* **INSTRUCTIONS TO FOLLOW**: Please write out the transcript below, starting with "Speaker 1:Yeah, that's" and going on through "little baby Ann.", and change every "Catherine" to "Elizabeth".

* **PROVIDED TEXT**:
Segment Open
Speaker 2:My granddad's name was Ray, so it was kind of like to honor him that is so cool. I really love that. Yeah, when I was younger, I used to wish that it was not different. I used to wish that I wish it was regular Rachel Right, but now I love it.
Speaker 1:Yeah, that's so cool that it has a meaning behind it. Yeah, what's your middle name?
Speaker 2:Is it Anne?
Speaker 1:No, I know a lot of middle.
Speaker 2:Annes. My mom's middle name is Anne. Actually, it used to be Catherine, which was my grandma's middle name, nice, and then, when I changed my name after getting married, I dropped my middle name and took my maiden name as my middle name oh cool, but then, when we had Lily, I gave her Catherine as her middle name to kind of bring Catherine back. Because I felt bad, I dropped Catherine and then gave it to Lily Awesome. That was really personal, I just I was wondering, because my daughter's name is Rachel Ann, so is your little baby Ann.
Speaker 2:Okay, I don't know what my mom's is. There you go.
Speaker 1:Well, three words or phrases to describe you if there's someone who doesn't know who you are.
Speaker 2:It was really hard to come up with three, but I think I landed on creative, curious and growth oriented. Creative, curious and growth-oriented Ooh, so I'm always wanting to like what can be better for me, for others, and just really like growth-minded.
Speaker 1:Hmm, those are good. Can you give an example of maybe one of those Like for example, creative maybe Sure.
Speaker 2:So I always have just, I love to create, but I also really like to celebrate creation in a way. I really appreciate aesthetics and beauty and that was something growing up I was, whether intentionally or not. I was sort of taught that both creativity and curiosity can be dangerous, which was difficult, because then I was just always like well, these things that I feel like are core to me, are I'm supposed to sort of control?
Speaker 2:Oh, ok, yeah now to where to find those qualities in God. If that makes sense, yeah, where I can actually be those things and it's not actually dangerous.
Speaker 1:Yeah, how interesting. Yeah, because God is a creator, right, right, yeah, so interesting. Thank you for sharing. We get to talk about finances, yay, yippee. Not very creative, that's true, this is a hard subject. Yeah, it is. I feel like it's a taboo subject.
Segment Closed
* **DATA SECTION**:
Segment Open
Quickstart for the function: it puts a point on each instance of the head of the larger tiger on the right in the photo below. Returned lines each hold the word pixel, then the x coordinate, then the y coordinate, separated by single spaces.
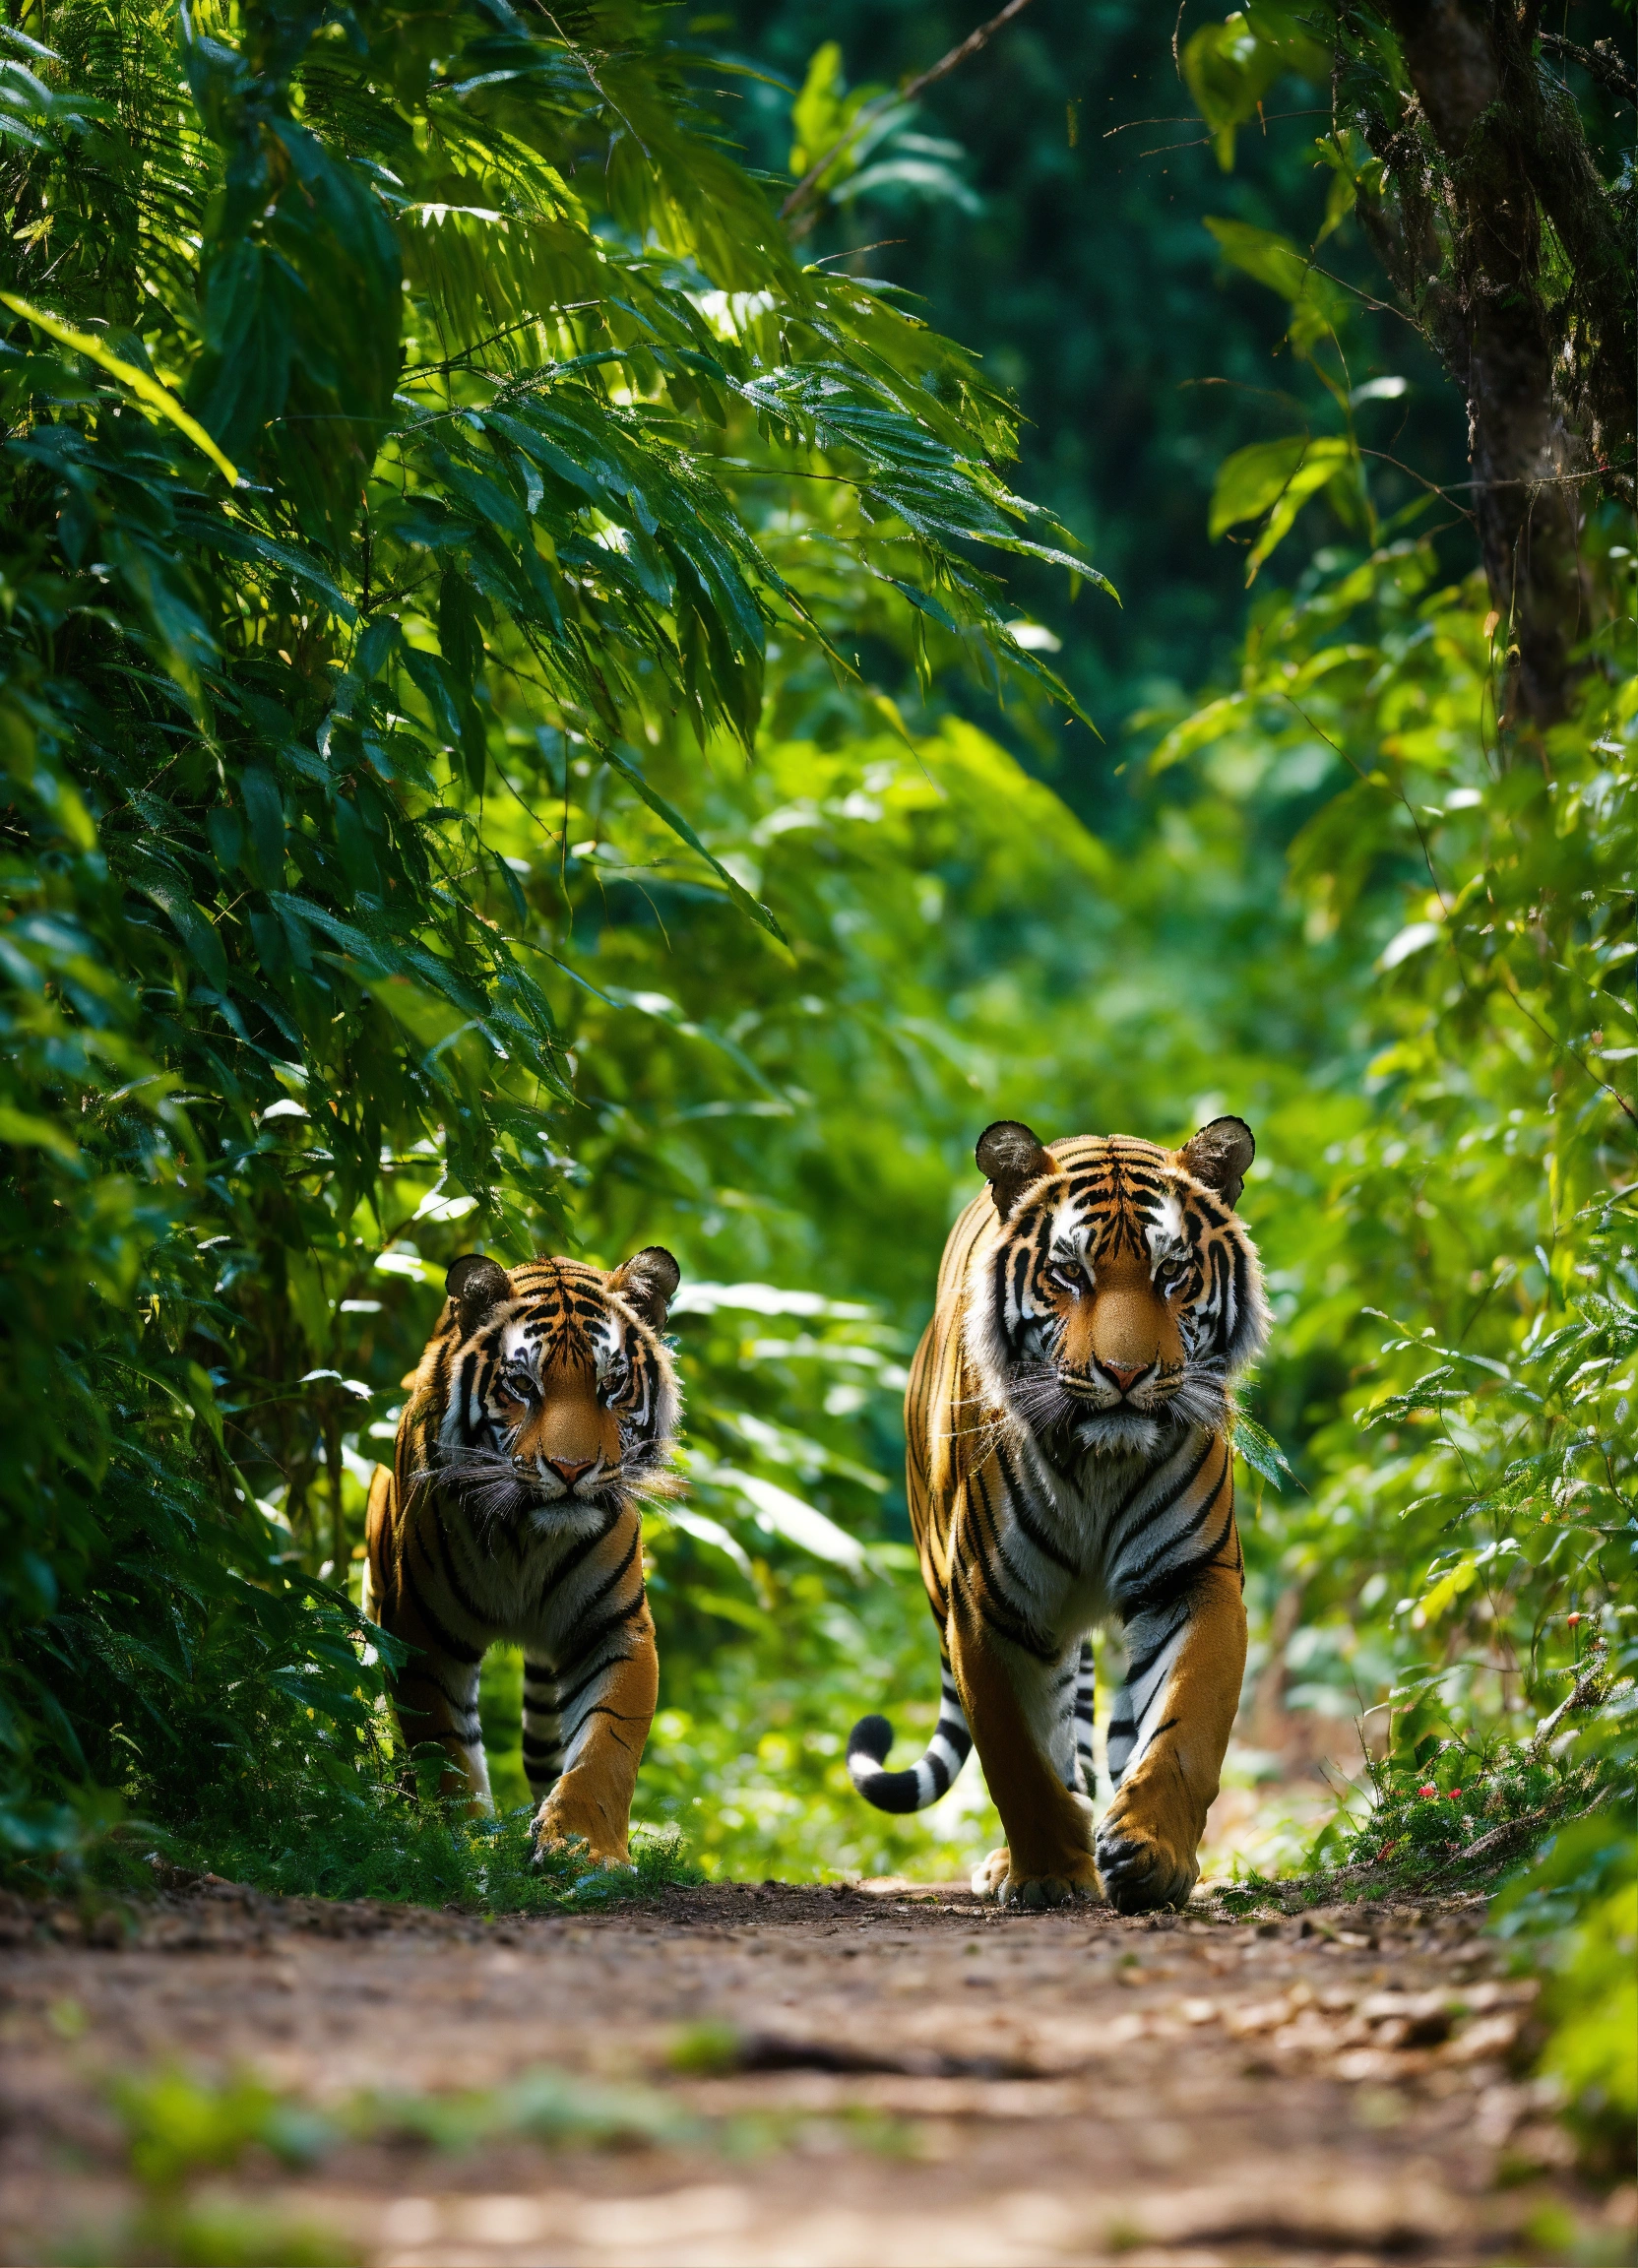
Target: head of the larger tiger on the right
pixel 1122 1294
Segment Closed
* **SOLUTION FOR THIS PROBLEM**:
Speaker 1:Yeah, that's so cool that it has a meaning behind it. Yeah, what's your middle name?
Speaker 2:Is it Anne?
Speaker 1:No, I know a lot of middle.
Speaker 2:Annes. My mom's middle name is Anne. Actually, it used to be Elizabeth, which was my grandma's middle name, nice, and then, when I changed my name after getting married, I dropped my middle name and took my maiden name as my middle name oh cool, but then, when we had Lily, I gave her Elizabeth as her middle name to kind of bring Elizabeth back. Because I felt bad, I dropped Elizabeth and then gave it to Lily Awesome. That was really personal, I just I was wondering, because my daughter's name is Rachel Ann, so is your little baby Ann.